- _REQUIREMENTS_:
Rewrite the lines below as a numbered list, skipping blank lines and leaving out the pictures.

- _ENTRIES SUPPLIED_:
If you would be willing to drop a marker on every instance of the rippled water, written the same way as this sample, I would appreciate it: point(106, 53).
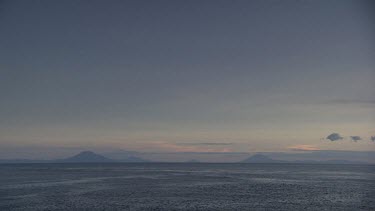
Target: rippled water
point(184, 186)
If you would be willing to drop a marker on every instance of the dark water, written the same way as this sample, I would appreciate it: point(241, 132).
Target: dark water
point(186, 187)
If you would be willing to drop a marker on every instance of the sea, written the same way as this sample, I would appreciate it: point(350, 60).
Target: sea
point(186, 186)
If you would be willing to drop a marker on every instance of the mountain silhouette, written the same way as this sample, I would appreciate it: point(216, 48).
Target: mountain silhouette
point(259, 158)
point(87, 157)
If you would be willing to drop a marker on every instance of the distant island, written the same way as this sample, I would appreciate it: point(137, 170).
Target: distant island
point(82, 157)
point(92, 157)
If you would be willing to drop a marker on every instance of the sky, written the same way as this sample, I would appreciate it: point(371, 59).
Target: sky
point(186, 76)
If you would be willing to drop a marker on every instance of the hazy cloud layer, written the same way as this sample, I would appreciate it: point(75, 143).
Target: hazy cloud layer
point(334, 137)
point(355, 138)
point(208, 144)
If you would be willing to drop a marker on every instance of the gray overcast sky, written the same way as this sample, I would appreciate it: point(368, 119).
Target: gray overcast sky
point(150, 75)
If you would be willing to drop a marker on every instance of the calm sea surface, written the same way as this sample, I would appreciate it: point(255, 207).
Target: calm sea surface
point(185, 186)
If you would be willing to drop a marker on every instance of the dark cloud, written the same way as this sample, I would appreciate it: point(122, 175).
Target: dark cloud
point(334, 137)
point(355, 138)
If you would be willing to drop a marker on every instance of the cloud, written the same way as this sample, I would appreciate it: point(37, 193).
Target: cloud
point(207, 144)
point(303, 148)
point(355, 138)
point(172, 147)
point(334, 137)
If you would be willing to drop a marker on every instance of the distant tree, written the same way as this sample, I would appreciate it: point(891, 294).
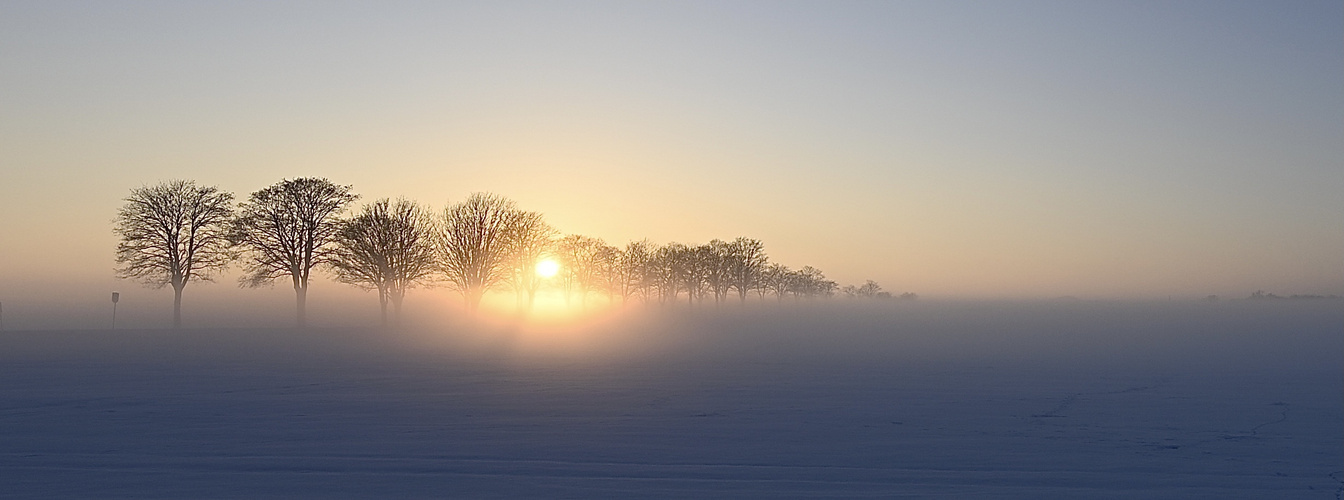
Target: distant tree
point(289, 229)
point(581, 265)
point(473, 243)
point(639, 265)
point(746, 266)
point(387, 247)
point(870, 289)
point(174, 233)
point(778, 280)
point(811, 282)
point(530, 239)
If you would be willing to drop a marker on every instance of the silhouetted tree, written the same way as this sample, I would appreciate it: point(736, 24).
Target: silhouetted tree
point(582, 264)
point(289, 229)
point(778, 280)
point(473, 243)
point(530, 239)
point(811, 282)
point(387, 247)
point(637, 262)
point(717, 264)
point(174, 233)
point(747, 265)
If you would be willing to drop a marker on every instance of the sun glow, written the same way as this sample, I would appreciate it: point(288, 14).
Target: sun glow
point(547, 268)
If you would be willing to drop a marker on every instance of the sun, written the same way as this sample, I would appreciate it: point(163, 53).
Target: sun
point(547, 268)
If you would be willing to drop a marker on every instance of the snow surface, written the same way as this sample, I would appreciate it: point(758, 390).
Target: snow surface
point(956, 401)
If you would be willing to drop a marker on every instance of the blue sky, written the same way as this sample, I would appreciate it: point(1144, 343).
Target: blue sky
point(952, 148)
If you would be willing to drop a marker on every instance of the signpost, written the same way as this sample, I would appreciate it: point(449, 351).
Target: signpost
point(116, 296)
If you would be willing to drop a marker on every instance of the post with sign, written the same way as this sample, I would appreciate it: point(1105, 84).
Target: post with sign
point(114, 299)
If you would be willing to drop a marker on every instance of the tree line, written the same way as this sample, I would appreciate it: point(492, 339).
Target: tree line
point(178, 231)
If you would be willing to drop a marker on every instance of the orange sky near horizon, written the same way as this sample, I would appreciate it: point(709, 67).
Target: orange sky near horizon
point(952, 149)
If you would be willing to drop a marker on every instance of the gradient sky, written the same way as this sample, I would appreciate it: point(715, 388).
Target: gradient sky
point(953, 149)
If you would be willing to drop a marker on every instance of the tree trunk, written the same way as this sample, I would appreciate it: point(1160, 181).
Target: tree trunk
point(176, 305)
point(301, 304)
point(382, 305)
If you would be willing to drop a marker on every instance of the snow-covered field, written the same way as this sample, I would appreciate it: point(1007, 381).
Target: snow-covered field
point(957, 401)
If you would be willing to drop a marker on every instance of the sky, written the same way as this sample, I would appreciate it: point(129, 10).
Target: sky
point(960, 149)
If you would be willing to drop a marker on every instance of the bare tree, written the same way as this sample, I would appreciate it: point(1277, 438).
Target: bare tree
point(778, 280)
point(530, 241)
point(289, 229)
point(473, 243)
point(717, 262)
point(747, 265)
point(386, 247)
point(581, 265)
point(639, 264)
point(174, 233)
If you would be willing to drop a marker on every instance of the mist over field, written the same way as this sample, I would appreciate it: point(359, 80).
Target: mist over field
point(842, 398)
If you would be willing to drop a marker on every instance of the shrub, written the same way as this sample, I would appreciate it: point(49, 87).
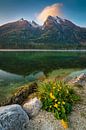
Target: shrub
point(57, 97)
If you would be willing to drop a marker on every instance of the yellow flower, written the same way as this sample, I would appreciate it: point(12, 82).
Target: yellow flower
point(64, 124)
point(59, 109)
point(63, 103)
point(58, 102)
point(50, 106)
point(56, 105)
point(39, 98)
point(60, 88)
point(52, 96)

- _RESPONSE BELOW_:
1. If you would be willing to drop a marker on every instance of the rippled water, written the same way as this sample, I would appreciate it: point(106, 53).
2. Target: rippled water
3. point(184, 186)
4. If you would be willing to drop a marker on every instance of the dark water, written the same way as this sample, I would appreciate it: point(241, 132).
5. Target: dark water
6. point(186, 187)
7. If you would be willing to drop a marker on every instance of the sea, written the same way as this sample, I would appreciate it: point(350, 60).
8. Target: sea
9. point(186, 186)
10. If you would be willing to drop a marker on every instance of the mountain silhouette, written the same way as this sample, I would appreciate it: point(216, 48).
11. Target: mountain silhouette
12. point(259, 158)
13. point(87, 157)
14. If you would be willing to drop a marker on every instance of the distant island, written the same way as this sample, I would appreciate it: point(137, 170).
15. Target: distant island
16. point(82, 157)
17. point(92, 157)
18. If you would be willing to drop a marker on every instance of the sky, written the same way as this sample, I would appreciate it: point(371, 59).
19. Target: sky
20. point(186, 76)
21. If you would be willing to drop a marker on every instance of the hazy cloud layer, written the same way as this sample, I would appreciate it: point(75, 143).
22. Target: hazy cloud layer
23. point(334, 137)
24. point(355, 138)
25. point(208, 144)
26. If you would be willing to drop a marker on every instance of the gray overcast sky, written the same way as this sample, I would appreciate it: point(368, 119).
27. Target: gray overcast sky
28. point(150, 75)
29. If you would be willing to drop a marker on every instance of the calm sea surface, written the same way as this sample, I would appreciate it: point(255, 207).
30. Target: calm sea surface
31. point(185, 186)
32. If you would be willing to drop a marker on every instance of the dark cloud, written the same way as this sample, I would appreciate it: point(122, 175).
33. Target: dark cloud
34. point(334, 137)
35. point(355, 138)
36. If you would be willing to drop a marker on every instance of the cloud, written the same way as this sample, I would appreciate it: point(37, 193).
37. Target: cloud
38. point(207, 144)
39. point(303, 148)
40. point(355, 138)
41. point(172, 147)
42. point(334, 137)
43. If you would be willing to drop a marker on every instance of the distant tree, written the same way as this sample, I would appreciate it: point(891, 294).
44. Target: distant tree
45. point(289, 229)
46. point(581, 265)
47. point(473, 243)
48. point(639, 265)
49. point(746, 266)
50. point(387, 247)
51. point(870, 289)
52. point(174, 233)
53. point(778, 280)
54. point(811, 282)
55. point(530, 239)
56. If you would be willing to drop a marker on every instance of the silhouetted tree, written the same way as this sample, I would appreciate it: point(736, 24).
57. Target: silhouetted tree
58. point(582, 264)
59. point(289, 229)
60. point(778, 280)
61. point(473, 243)
62. point(530, 239)
63. point(811, 282)
64. point(387, 247)
65. point(637, 262)
66. point(717, 264)
67. point(174, 233)
68. point(747, 265)
69. If you would be willing to drop a marker on every instance of the sun glow, written the same way as this sample, I would appreciate it: point(288, 14).
70. Target: sun glow
71. point(547, 268)
72. If you would be willing to drop a marker on every instance of the sun, written the same way as this sample, I would appreciate it: point(163, 53).
73. Target: sun
74. point(547, 268)
75. If you would be willing to drop a marker on every instance of the snow surface, written the same way as this sample, I would appreciate it: point(758, 390).
76. Target: snow surface
77. point(956, 401)
78. If you would be willing to drop a marker on every instance of the blue sky, written the same way as this sample, I would appreciate it: point(1144, 343).
79. Target: blue sky
80. point(952, 148)
81. If you would be willing to drop a marker on every instance of the signpost, written the same way as this sample, I would appreciate it: point(449, 351).
82. Target: signpost
83. point(116, 296)
84. If you would be willing to drop a marker on every instance of the post with sign, written the same way as this sample, I would appreciate it: point(1105, 84).
85. Target: post with sign
86. point(114, 299)
87. If you would be willing to drop a marker on every instance of the tree line, written the same way as this sample, I would appreciate it: point(492, 339).
88. Target: tree line
89. point(178, 231)
90. If you would be willing to drop a marker on every instance of the orange sky near horizon, written the same way as this sample, I would appreciate it: point(709, 67).
91. Target: orange sky near horizon
92. point(952, 149)
93. If you would be willing to drop a marker on every instance of the gradient sky, written the same way as this sample, I would appreciate it: point(715, 388).
94. Target: gradient sky
95. point(953, 149)
96. If you would be willing to drop a marker on every instance of the tree trunk, written the same way as this sample, I would appreciate it: point(1160, 181).
97. Target: tree trunk
98. point(176, 305)
99. point(301, 304)
100. point(382, 305)
101. If you would be willing to drop a marker on every instance of the snow-covered field, written the same way as this sample, I would appreciate it: point(1007, 381).
102. Target: snow-covered field
103. point(957, 401)
104. If you would be willing to drop a marker on every instance of the sky, written the same way as this sample, I would appreciate it: point(129, 10).
105. Target: sky
106. point(960, 149)
107. If you would be willing to drop a marker on every instance of the bare tree, written the same way as this sample, I would appreciate it: point(1277, 438).
108. Target: bare tree
109. point(778, 280)
110. point(530, 241)
111. point(289, 229)
112. point(473, 243)
113. point(717, 262)
114. point(747, 265)
115. point(386, 247)
116. point(581, 265)
117. point(639, 264)
118. point(174, 233)
119. If you would be willing to drop a marker on every instance of the mist over field, written the same way as this sample, I would appreciate it: point(359, 80).
120. Target: mist over field
121. point(842, 398)
122. If you would be willing to drop a marker on every instance of the shrub, written the same way as this sample, I would appreciate it: point(49, 87).
123. Target: shrub
124. point(57, 97)
125. If you would be willing to drop a marker on every instance of the yellow flower, written the same way as this sample, I would appreciate it: point(12, 82).
126. Target: yellow flower
127. point(64, 124)
128. point(59, 109)
129. point(63, 103)
130. point(58, 102)
131. point(50, 106)
132. point(56, 105)
133. point(39, 98)
134. point(60, 88)
135. point(52, 96)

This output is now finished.